> [Directive]: In each of the items that follow, swap "segment" for "outline" and reproduce the lines with everything else left as it is.

> [Data for processing]:
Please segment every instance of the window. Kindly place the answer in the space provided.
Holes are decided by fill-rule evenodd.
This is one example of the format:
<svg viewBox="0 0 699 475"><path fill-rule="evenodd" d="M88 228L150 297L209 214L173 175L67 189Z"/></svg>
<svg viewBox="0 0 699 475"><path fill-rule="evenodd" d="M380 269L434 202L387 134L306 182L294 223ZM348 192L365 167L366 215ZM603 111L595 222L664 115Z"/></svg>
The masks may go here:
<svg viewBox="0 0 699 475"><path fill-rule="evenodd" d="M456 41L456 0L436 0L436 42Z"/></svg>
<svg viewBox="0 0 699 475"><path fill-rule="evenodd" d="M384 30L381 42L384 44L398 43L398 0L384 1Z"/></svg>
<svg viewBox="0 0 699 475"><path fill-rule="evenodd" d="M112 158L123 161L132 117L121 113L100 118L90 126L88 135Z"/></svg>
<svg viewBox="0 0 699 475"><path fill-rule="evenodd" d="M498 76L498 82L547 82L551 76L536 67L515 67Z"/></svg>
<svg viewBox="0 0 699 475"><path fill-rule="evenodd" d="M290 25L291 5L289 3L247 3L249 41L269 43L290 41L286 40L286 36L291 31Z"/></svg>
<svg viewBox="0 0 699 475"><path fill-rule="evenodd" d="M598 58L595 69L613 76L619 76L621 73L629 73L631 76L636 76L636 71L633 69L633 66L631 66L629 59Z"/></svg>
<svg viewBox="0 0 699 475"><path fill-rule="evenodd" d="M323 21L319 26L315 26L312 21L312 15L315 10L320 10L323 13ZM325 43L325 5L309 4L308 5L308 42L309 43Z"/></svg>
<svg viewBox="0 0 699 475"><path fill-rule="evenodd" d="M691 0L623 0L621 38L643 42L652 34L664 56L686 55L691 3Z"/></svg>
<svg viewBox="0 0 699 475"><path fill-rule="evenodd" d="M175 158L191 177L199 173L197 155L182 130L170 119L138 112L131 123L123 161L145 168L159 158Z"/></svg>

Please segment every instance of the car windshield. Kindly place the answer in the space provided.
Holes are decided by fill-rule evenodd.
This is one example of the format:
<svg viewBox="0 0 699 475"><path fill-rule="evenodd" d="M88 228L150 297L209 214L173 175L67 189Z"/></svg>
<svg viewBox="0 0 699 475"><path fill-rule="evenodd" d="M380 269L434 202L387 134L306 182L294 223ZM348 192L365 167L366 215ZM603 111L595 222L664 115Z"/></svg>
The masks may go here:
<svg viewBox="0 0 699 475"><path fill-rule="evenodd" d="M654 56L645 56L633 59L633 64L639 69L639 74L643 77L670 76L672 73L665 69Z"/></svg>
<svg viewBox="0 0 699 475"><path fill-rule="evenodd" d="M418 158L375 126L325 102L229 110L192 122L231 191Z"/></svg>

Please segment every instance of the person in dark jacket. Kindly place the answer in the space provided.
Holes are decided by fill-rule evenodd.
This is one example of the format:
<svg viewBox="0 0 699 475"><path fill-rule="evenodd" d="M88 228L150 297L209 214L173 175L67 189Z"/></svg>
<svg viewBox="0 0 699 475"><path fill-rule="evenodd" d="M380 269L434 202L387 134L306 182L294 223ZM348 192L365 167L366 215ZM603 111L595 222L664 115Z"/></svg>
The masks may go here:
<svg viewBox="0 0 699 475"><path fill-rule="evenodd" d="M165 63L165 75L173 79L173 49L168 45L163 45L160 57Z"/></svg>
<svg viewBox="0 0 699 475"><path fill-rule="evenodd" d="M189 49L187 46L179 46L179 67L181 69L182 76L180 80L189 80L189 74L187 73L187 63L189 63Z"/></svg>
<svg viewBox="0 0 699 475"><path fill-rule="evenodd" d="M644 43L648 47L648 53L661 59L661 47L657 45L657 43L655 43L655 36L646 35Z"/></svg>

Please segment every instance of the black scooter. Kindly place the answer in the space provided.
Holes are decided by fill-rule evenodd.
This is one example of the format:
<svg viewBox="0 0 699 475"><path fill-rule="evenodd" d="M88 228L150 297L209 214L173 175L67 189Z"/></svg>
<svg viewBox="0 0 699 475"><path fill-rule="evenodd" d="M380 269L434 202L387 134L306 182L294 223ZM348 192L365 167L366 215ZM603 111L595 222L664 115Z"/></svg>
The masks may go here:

> [Exercise result]:
Please outline every instance of the window. Kindly place the answer in the space provided.
Holes are decided by fill-rule evenodd.
This is one example of the format:
<svg viewBox="0 0 699 475"><path fill-rule="evenodd" d="M88 228L150 297L209 214L173 175L67 189Z"/></svg>
<svg viewBox="0 0 699 475"><path fill-rule="evenodd" d="M380 269L434 202L387 134L306 182L294 223ZM348 192L365 167L366 215ZM603 111L595 222L664 115Z"/></svg>
The masks may go here:
<svg viewBox="0 0 699 475"><path fill-rule="evenodd" d="M456 41L456 0L436 0L436 42Z"/></svg>
<svg viewBox="0 0 699 475"><path fill-rule="evenodd" d="M384 30L381 42L384 44L398 43L398 0L384 1Z"/></svg>
<svg viewBox="0 0 699 475"><path fill-rule="evenodd" d="M112 158L123 161L132 117L121 113L100 118L90 126L88 135Z"/></svg>
<svg viewBox="0 0 699 475"><path fill-rule="evenodd" d="M498 76L498 82L547 82L551 76L536 67L515 67Z"/></svg>
<svg viewBox="0 0 699 475"><path fill-rule="evenodd" d="M290 25L291 5L289 3L247 3L249 41L269 43L290 41L286 40L286 36L291 31Z"/></svg>
<svg viewBox="0 0 699 475"><path fill-rule="evenodd" d="M598 58L595 69L613 76L619 76L621 73L629 73L631 76L636 76L636 71L633 69L633 66L631 66L629 59Z"/></svg>
<svg viewBox="0 0 699 475"><path fill-rule="evenodd" d="M323 21L319 26L315 26L312 21L312 15L315 10L320 10L323 13ZM325 43L325 5L309 4L308 5L308 42L309 43Z"/></svg>
<svg viewBox="0 0 699 475"><path fill-rule="evenodd" d="M691 0L623 0L621 38L643 42L652 34L664 56L686 55L691 3Z"/></svg>
<svg viewBox="0 0 699 475"><path fill-rule="evenodd" d="M175 158L191 177L199 173L197 155L182 130L170 119L138 112L131 123L123 161L145 168L159 158Z"/></svg>

Please outline every instance of the car windshield. Kindly place the answer in the space provided.
Holes are decided by fill-rule evenodd.
This is one example of the format:
<svg viewBox="0 0 699 475"><path fill-rule="evenodd" d="M88 228L150 297L209 214L173 175L67 189Z"/></svg>
<svg viewBox="0 0 699 475"><path fill-rule="evenodd" d="M380 269L434 202L387 134L306 182L294 223ZM348 192L365 167L366 215ZM603 111L595 222L664 115Z"/></svg>
The masks may go here:
<svg viewBox="0 0 699 475"><path fill-rule="evenodd" d="M654 56L645 56L633 59L633 64L639 69L639 74L643 77L670 76L672 73L665 69Z"/></svg>
<svg viewBox="0 0 699 475"><path fill-rule="evenodd" d="M418 158L375 126L325 102L229 110L192 122L231 191Z"/></svg>

Please outline every instance of the person in dark jacket. Kindly place the answer in the space provided.
Holes are decided by fill-rule evenodd.
This is one example of the format:
<svg viewBox="0 0 699 475"><path fill-rule="evenodd" d="M88 228L150 297L209 214L173 175L67 189Z"/></svg>
<svg viewBox="0 0 699 475"><path fill-rule="evenodd" d="M380 269L434 202L387 134L306 182L294 223ZM348 192L365 167L366 215ZM603 111L595 222L664 115Z"/></svg>
The masks may go here:
<svg viewBox="0 0 699 475"><path fill-rule="evenodd" d="M165 63L165 75L173 79L173 49L168 45L163 45L160 57Z"/></svg>
<svg viewBox="0 0 699 475"><path fill-rule="evenodd" d="M189 49L187 46L179 46L179 67L181 69L182 76L180 80L189 80L189 74L187 73L187 63L189 63Z"/></svg>
<svg viewBox="0 0 699 475"><path fill-rule="evenodd" d="M644 43L648 47L648 53L661 59L661 47L657 45L657 43L655 43L655 36L646 35Z"/></svg>

Please outline every instance of the black scooter. Kindly place the answer in the space provided.
Holes are decided by fill-rule evenodd.
This is one example of the format:
<svg viewBox="0 0 699 475"><path fill-rule="evenodd" d="M88 228L150 297L209 214L173 175L67 189Z"/></svg>
<svg viewBox="0 0 699 475"><path fill-rule="evenodd" d="M380 269L434 202L387 134L306 182L294 223ZM348 192L365 167L366 215ZM603 111L595 222L664 115Z"/></svg>
The masks may go here:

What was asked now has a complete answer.